## TEXT UNDER STUDY
= = = = =
And since it scared the pants off you, you thought it would be a good idea to ruin christmas for the rest of us... yeeesh that kid is wrong!

Deb said...

Forgive me, Rickey, but I can't resist sharing this oldie but goodie Kennedy joke. Here goes: a woman goes into a bar in Palm Beach. Inside the bar are Ted Kennedy and William Kennedy Smith. And they're checking the woman out, and after some time, William Kennedy Smith sidles up to her and introduces himself. "Hi, I'm William Kennedy Smith, and that's my Uncle Ted. And we've been checking you out, and I have some good news and bad news for you. Which you do you want first?"

The woman replies, "well, give me the good news first."

So he says, "The good news is that I'm going to rape you."

Aghast, she asks "If that's the GOOD news, tell me, what's the BAD news?"

He replies, "The BAD news is that my Uncle Ted is going to drive you home!"

lollollollollol

Smitty said...

Sounds like Rickey has an office with at least one Hugh Hewitt/Bill Kristol fetishist.

George said...

Don't worry, Christmas isn't coming, it's just breathing hard.

Toasty Joe said...

This reminds me of Rickey's post last year when he described eating some weird gelatin snack he found in his office. That's Rickey - the king of blogging about office detritus.

Les James said...

I've managed to turn aside more than one person trying to loan me a "really great book" by simply asking if it has pictures.

Bob said...

That kid makes me think she is looking up at Santa Claus, who is approaching her with a bloody knife.

steves said...

In case you forgot, there’s a sizeable swath of the country that still gets off on demonizing what remains of the Kennedy family.

Well, there is the fact that "America's Royal Family" seems to bring a lot of this on themselves.
= = = = =
Stored data:
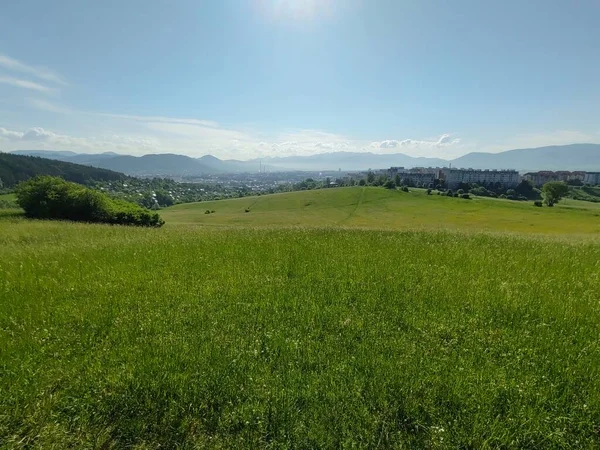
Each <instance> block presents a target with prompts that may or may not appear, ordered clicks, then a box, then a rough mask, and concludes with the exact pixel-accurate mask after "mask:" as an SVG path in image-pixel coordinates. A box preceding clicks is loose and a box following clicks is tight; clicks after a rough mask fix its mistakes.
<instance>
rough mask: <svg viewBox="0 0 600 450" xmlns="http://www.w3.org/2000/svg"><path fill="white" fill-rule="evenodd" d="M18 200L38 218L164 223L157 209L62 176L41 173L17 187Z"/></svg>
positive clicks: (24, 206) (87, 220) (154, 225)
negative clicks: (76, 181) (139, 205)
mask: <svg viewBox="0 0 600 450" xmlns="http://www.w3.org/2000/svg"><path fill="white" fill-rule="evenodd" d="M17 203H18V204H19V206H20V207H21V208H23V209H24V210H25V215H27V216H28V217H31V218H35V219H60V220H73V221H78V222H96V223H110V224H118V225H138V226H147V227H160V226H162V225H163V224H164V221H163V220H162V219H161V218H160V216H159V215H158V214H157V213H154V212H151V211H148V210H146V209H144V208H142V207H140V206H138V205H135V204H133V203H129V202H126V201H123V200H116V199H111V198H110V197H108V196H106V195H105V194H102V193H100V192H96V191H92V190H91V189H88V188H86V187H84V186H81V185H79V184H75V183H70V182H68V181H65V180H63V179H62V178H57V177H51V176H39V177H35V178H31V179H30V180H28V181H24V182H22V183H21V184H19V185H18V187H17Z"/></svg>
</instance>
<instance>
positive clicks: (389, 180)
mask: <svg viewBox="0 0 600 450" xmlns="http://www.w3.org/2000/svg"><path fill="white" fill-rule="evenodd" d="M383 187H384V188H386V189H396V183H395V182H394V180H387V181H386V182H385V183H384V184H383Z"/></svg>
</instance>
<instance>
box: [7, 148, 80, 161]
mask: <svg viewBox="0 0 600 450" xmlns="http://www.w3.org/2000/svg"><path fill="white" fill-rule="evenodd" d="M10 153H12V154H13V155H21V156H39V157H40V158H50V159H58V160H60V159H61V158H72V157H74V156H77V155H78V154H77V153H75V152H69V151H64V152H61V151H57V150H15V151H12V152H10Z"/></svg>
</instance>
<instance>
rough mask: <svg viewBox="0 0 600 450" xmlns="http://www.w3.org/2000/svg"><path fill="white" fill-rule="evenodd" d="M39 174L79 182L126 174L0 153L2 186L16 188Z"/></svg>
mask: <svg viewBox="0 0 600 450" xmlns="http://www.w3.org/2000/svg"><path fill="white" fill-rule="evenodd" d="M37 175H51V176H55V177H61V178H64V179H65V180H67V181H72V182H74V183H79V184H89V183H91V182H93V181H94V180H97V181H116V180H124V179H126V178H127V176H126V175H124V174H122V173H119V172H113V171H112V170H106V169H98V168H96V167H90V166H83V165H80V164H73V163H68V162H64V161H56V160H52V159H47V158H39V157H36V156H22V155H13V154H10V153H0V188H3V189H11V188H14V187H15V186H16V185H17V184H19V183H20V182H21V181H26V180H28V179H30V178H32V177H35V176H37Z"/></svg>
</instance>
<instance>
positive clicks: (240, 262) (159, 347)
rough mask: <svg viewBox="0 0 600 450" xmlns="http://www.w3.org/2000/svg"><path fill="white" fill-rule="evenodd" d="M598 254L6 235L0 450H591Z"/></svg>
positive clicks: (31, 225)
mask: <svg viewBox="0 0 600 450" xmlns="http://www.w3.org/2000/svg"><path fill="white" fill-rule="evenodd" d="M599 292H600V245H599V244H598V242H597V241H595V242H587V243H586V242H583V241H574V242H568V241H558V240H541V239H525V238H519V237H503V236H487V235H480V234H454V233H444V232H400V233H398V232H380V231H348V230H345V231H342V230H335V229H312V230H307V229H295V230H294V229H288V230H261V231H258V230H252V229H245V230H242V229H240V230H212V231H211V230H199V229H194V228H177V227H172V228H165V229H161V230H153V229H141V230H140V229H128V228H122V227H110V226H102V225H82V224H71V223H58V222H29V221H25V220H18V219H15V220H12V221H3V222H0V447H6V448H25V447H27V448H29V447H38V448H47V447H55V448H66V447H78V448H80V447H99V448H110V447H111V446H112V447H119V448H121V447H130V446H131V447H136V448H156V447H158V446H159V445H160V446H162V447H165V448H175V447H182V448H194V447H197V448H231V447H238V448H242V447H243V448H315V447H320V448H337V447H346V448H389V447H397V448H597V447H598V446H600V428H599V427H600V373H599V372H600V362H599V361H600V342H599V338H598V328H599V325H600V310H599V295H598V293H599Z"/></svg>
= = = = =
## PROBLEM
In the blog comments, what does Les James say he asks to turn aside people who try to loan him a "really great book"?

## SOLUTION FOR THIS TASK
He asks whether the book has pictures.